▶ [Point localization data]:
BEGIN
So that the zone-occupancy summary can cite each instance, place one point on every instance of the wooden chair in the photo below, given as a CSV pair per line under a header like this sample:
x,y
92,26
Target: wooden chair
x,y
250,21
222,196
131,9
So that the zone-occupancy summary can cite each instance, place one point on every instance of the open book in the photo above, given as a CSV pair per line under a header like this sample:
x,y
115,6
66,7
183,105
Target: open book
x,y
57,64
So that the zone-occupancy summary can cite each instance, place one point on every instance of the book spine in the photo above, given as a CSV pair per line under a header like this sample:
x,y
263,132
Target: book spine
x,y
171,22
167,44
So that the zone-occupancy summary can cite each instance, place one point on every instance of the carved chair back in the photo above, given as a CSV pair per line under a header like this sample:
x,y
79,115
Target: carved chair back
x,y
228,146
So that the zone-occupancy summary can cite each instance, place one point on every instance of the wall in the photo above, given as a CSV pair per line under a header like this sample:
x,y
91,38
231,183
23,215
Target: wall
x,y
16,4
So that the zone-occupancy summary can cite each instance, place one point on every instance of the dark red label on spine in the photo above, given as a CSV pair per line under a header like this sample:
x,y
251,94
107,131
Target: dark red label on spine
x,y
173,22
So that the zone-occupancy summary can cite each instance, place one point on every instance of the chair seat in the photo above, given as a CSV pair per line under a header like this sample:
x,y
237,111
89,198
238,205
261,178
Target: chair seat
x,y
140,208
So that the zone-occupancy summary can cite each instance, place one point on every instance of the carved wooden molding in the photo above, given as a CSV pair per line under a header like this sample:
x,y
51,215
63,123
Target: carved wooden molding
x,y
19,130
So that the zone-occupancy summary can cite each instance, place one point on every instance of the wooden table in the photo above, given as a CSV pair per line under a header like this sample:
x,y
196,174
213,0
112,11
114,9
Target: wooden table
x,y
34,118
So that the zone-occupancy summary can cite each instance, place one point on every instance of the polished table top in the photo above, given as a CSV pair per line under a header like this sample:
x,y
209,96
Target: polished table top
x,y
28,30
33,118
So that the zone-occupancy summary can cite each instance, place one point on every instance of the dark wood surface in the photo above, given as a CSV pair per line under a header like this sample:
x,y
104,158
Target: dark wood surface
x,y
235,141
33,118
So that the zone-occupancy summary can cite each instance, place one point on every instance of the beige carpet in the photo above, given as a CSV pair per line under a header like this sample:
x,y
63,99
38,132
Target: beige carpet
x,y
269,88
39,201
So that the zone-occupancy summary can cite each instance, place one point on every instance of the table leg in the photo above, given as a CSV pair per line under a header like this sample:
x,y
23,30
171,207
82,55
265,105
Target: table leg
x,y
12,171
END
▶ [THE TASK]: All of the entries above should be written out again exactly.

▶ [WRITTEN RESPONSE]:
So that the zone-occupancy summary can cite each instance, place one point on every instance of the wooden chair in the photo below, given as a CSV pair per line under a header like this sample:
x,y
92,26
Target: wooden chair
x,y
250,21
222,196
131,9
So that the zone-occupancy summary can cite each instance, place one point on every instance of the open book in the photo above, given as a CSV pair per line under a header like this sample:
x,y
115,6
66,7
183,105
Target: open book
x,y
57,64
So that the zone-occupancy summary can cite each instance, place one point on every instance of the book spine in the photo above, given as a CSV pair per line under a header like this sample:
x,y
263,132
Target: book spine
x,y
171,22
167,44
So that the zone-occupancy summary can cite each instance, place one point on every instance of the carved chair back in the photo above, given as a CSV pair per line under a header like this sample:
x,y
79,115
Target: carved chair back
x,y
228,146
So that the zone-occupancy summary can cite each instance, place one point on every instance of the wall in the photo above, given as a CSV pair per line under a header like this sample:
x,y
91,38
231,183
23,215
Target: wall
x,y
16,4
So that the zone-occupancy summary can cite each instance, place one point on every instance of the dark red label on spine in the photo above, given as a CSV pair per line under a header like this sample:
x,y
251,94
107,131
Target: dark red label on spine
x,y
173,22
So that the zone-occupancy summary can cite each instance, place one point on every instance of the chair seat in the photo above, given as a CSV pair per line under a header like this sample:
x,y
237,111
89,198
238,205
261,178
Target: chair seat
x,y
140,208
So that the zone-occupancy summary can cite each instance, place one point on every instance of the carved wooden molding in the photo above, given as a CSV pair per line under a header like this sample:
x,y
51,215
63,123
Target: carved wooden molding
x,y
19,130
So that the zone-occupancy summary can cite each instance, place one point on every instance of the wooden table in the photo above, given as a CSV pair per line under a header like this sample:
x,y
196,174
213,0
112,11
114,9
Target: wooden table
x,y
34,118
So that the zone-occupancy summary can cite each instance, place one point on every instance of the polished table top in the photo above, given as a CSV pair per line under a header like this sample:
x,y
209,96
Target: polished table top
x,y
28,30
33,118
So that the zone-occupancy summary can cite each instance, place one point on every instance of the dark wood surface in the photo above, given as a CSV pair per line under a header like this sample:
x,y
104,158
Target: dark wood surface
x,y
235,141
33,118
So that the zone-occupancy summary can cite each instance, place one point on every instance of the beige carpet in the photo above, given as a CSV pair per line under a header like this sample:
x,y
63,99
38,132
Target: beige carpet
x,y
269,88
39,201
So that the zone-occupancy summary can cite each instance, place one point on every instance of the table leg in the photo above, given as a CSV pair per line under a header like this sample:
x,y
23,30
171,207
82,55
265,105
Target: table leg
x,y
12,171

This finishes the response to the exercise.